**YOUR ASSIGNMENT:** Please, without the pictures, retype exactly the lines from the start of the material through the line that holds "faucet handle | locate".

**RECORDED INFORMATION:**
⁂

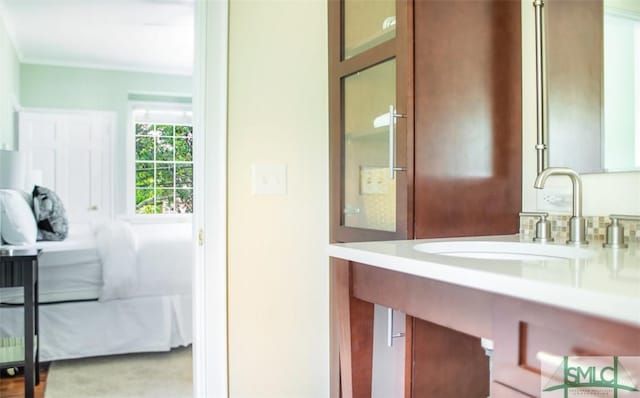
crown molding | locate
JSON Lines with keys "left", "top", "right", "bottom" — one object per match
{"left": 20, "top": 57, "right": 193, "bottom": 77}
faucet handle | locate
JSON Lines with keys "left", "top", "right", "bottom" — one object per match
{"left": 519, "top": 212, "right": 554, "bottom": 243}
{"left": 519, "top": 211, "right": 548, "bottom": 218}
{"left": 610, "top": 214, "right": 640, "bottom": 222}
{"left": 604, "top": 215, "right": 640, "bottom": 249}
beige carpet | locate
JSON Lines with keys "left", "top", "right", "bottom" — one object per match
{"left": 44, "top": 347, "right": 192, "bottom": 398}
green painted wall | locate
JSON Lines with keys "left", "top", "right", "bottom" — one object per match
{"left": 21, "top": 64, "right": 192, "bottom": 215}
{"left": 20, "top": 64, "right": 191, "bottom": 111}
{"left": 0, "top": 14, "right": 20, "bottom": 149}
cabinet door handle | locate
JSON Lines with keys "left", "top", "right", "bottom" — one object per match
{"left": 387, "top": 307, "right": 405, "bottom": 347}
{"left": 388, "top": 105, "right": 407, "bottom": 179}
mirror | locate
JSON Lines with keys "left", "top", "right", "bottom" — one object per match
{"left": 546, "top": 0, "right": 640, "bottom": 174}
{"left": 603, "top": 0, "right": 640, "bottom": 171}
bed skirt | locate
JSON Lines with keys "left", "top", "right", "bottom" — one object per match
{"left": 0, "top": 294, "right": 191, "bottom": 361}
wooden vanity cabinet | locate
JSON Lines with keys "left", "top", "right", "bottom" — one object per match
{"left": 331, "top": 258, "right": 494, "bottom": 398}
{"left": 492, "top": 297, "right": 640, "bottom": 397}
{"left": 332, "top": 258, "right": 640, "bottom": 398}
{"left": 329, "top": 0, "right": 522, "bottom": 396}
{"left": 329, "top": 0, "right": 522, "bottom": 244}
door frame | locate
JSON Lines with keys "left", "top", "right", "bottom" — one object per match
{"left": 192, "top": 1, "right": 229, "bottom": 397}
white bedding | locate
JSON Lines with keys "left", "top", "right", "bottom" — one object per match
{"left": 0, "top": 294, "right": 192, "bottom": 361}
{"left": 131, "top": 223, "right": 193, "bottom": 298}
{"left": 0, "top": 226, "right": 101, "bottom": 304}
{"left": 0, "top": 222, "right": 193, "bottom": 302}
{"left": 0, "top": 254, "right": 101, "bottom": 304}
{"left": 0, "top": 221, "right": 193, "bottom": 361}
{"left": 95, "top": 221, "right": 138, "bottom": 300}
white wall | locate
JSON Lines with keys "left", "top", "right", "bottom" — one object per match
{"left": 0, "top": 11, "right": 20, "bottom": 149}
{"left": 521, "top": 0, "right": 640, "bottom": 216}
{"left": 227, "top": 0, "right": 329, "bottom": 397}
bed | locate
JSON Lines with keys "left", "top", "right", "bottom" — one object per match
{"left": 0, "top": 222, "right": 193, "bottom": 361}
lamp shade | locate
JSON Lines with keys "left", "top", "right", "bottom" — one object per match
{"left": 0, "top": 150, "right": 25, "bottom": 190}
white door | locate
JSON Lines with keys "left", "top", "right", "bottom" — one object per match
{"left": 18, "top": 110, "right": 114, "bottom": 225}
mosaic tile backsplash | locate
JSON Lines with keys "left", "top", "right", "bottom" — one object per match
{"left": 519, "top": 215, "right": 640, "bottom": 243}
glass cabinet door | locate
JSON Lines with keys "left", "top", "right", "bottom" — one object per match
{"left": 342, "top": 58, "right": 398, "bottom": 232}
{"left": 343, "top": 0, "right": 396, "bottom": 59}
{"left": 329, "top": 0, "right": 410, "bottom": 242}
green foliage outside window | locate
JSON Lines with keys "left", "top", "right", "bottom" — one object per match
{"left": 135, "top": 123, "right": 193, "bottom": 214}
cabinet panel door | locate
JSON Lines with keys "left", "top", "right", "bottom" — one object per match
{"left": 411, "top": 318, "right": 490, "bottom": 398}
{"left": 413, "top": 0, "right": 521, "bottom": 239}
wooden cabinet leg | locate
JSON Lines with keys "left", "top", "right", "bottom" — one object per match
{"left": 348, "top": 296, "right": 373, "bottom": 398}
{"left": 330, "top": 259, "right": 341, "bottom": 398}
{"left": 331, "top": 259, "right": 374, "bottom": 398}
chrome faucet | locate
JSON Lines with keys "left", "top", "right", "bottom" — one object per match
{"left": 534, "top": 167, "right": 588, "bottom": 245}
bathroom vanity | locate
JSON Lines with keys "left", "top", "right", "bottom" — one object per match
{"left": 329, "top": 236, "right": 640, "bottom": 397}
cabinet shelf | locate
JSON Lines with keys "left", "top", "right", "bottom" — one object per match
{"left": 0, "top": 336, "right": 38, "bottom": 365}
{"left": 345, "top": 128, "right": 388, "bottom": 141}
{"left": 345, "top": 28, "right": 396, "bottom": 60}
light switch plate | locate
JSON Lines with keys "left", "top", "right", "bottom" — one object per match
{"left": 252, "top": 163, "right": 287, "bottom": 195}
{"left": 360, "top": 167, "right": 389, "bottom": 194}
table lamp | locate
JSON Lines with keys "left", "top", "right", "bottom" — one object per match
{"left": 0, "top": 149, "right": 25, "bottom": 190}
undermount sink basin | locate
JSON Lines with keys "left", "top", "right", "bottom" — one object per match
{"left": 413, "top": 241, "right": 596, "bottom": 261}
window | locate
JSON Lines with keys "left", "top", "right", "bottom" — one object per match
{"left": 132, "top": 107, "right": 193, "bottom": 215}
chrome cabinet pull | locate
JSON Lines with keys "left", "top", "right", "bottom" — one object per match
{"left": 387, "top": 307, "right": 405, "bottom": 347}
{"left": 388, "top": 105, "right": 407, "bottom": 179}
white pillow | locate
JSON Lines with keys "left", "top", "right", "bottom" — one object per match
{"left": 0, "top": 189, "right": 38, "bottom": 245}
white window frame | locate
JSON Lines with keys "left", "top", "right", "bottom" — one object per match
{"left": 126, "top": 101, "right": 194, "bottom": 222}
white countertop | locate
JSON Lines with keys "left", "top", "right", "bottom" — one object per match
{"left": 328, "top": 235, "right": 640, "bottom": 327}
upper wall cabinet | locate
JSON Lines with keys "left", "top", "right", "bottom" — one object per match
{"left": 329, "top": 0, "right": 522, "bottom": 243}
{"left": 411, "top": 0, "right": 522, "bottom": 239}
{"left": 329, "top": 0, "right": 413, "bottom": 243}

⁂

**ANSWER FOR THE TASK:**
crown molding | locate
JSON Lines with keys "left", "top", "right", "bottom" — one object per match
{"left": 20, "top": 57, "right": 193, "bottom": 77}
faucet handle | locate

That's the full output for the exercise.